Document extract:
★ ★ ★
Archibald Currie
- formal_name:
- first_date: 1780
- last_date: 1801
- function: Bookbinder
- locales: Richmond
- precis: Richmond bookbinder in partnership with Thomas Brend (051) In firm of Brend & Currie (1783-99); then with John Pumfrey (334) in firm of Currie & Pumfrey (1799-1801).
- notes: Bookbinder
Richmond
Richmond bookbinder in partnership with Thomas Brend (051) in firm of Brend & Currie (1783-99); then with John Pumfrey (334) in firm of Currie & Pumfrey (1799-1801).
Currie appears to have been a son of Williamsburg as his family name pervades the records of that town. He emerges as a practicing tradesman in 1783 in Richmond as partner to the formerly Williamsburg-based binder, Thomas Brend. These associations suggest that Currie was a bookbinder in Williamsburg, junior to the better-known Brend (and perhaps trained by him), who arrived in Richmond with the 1780 government relocation with his employer, either Thomas Nicolson (315) or William Prentis (340), themselves sons of Williamsburg.
★ ★ ★
Data provided:
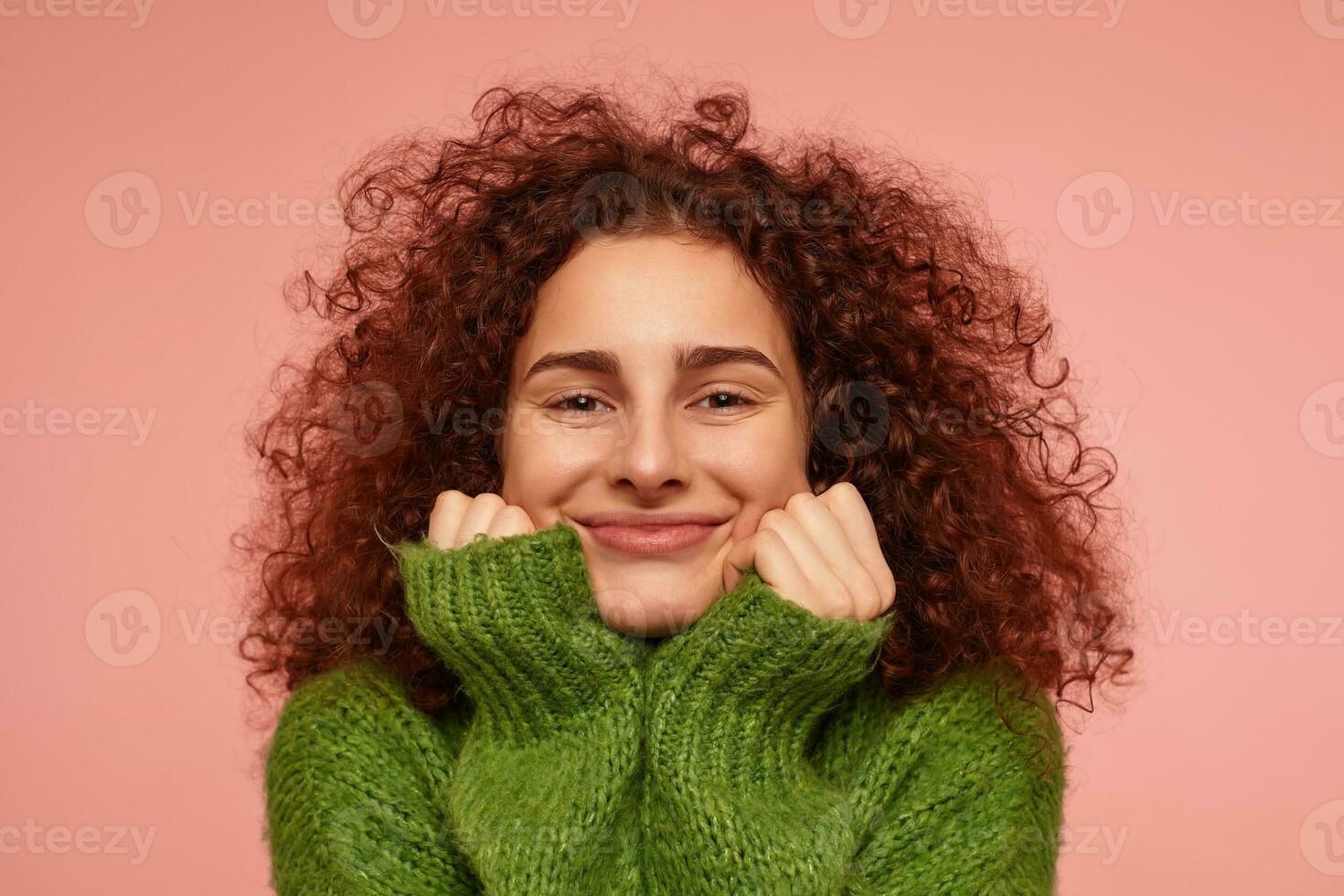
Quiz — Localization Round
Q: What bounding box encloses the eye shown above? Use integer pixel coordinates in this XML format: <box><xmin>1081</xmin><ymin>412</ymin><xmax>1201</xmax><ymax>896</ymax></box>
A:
★ ★ ★
Stated problem:
List every person in the entry on Archibald Currie whose name is followed by a number in parentheses, along with that number.

Answer to this problem:
Thomas Brend (051), John Pumfrey (334), Thomas Nicolson (315), William Prentis (340)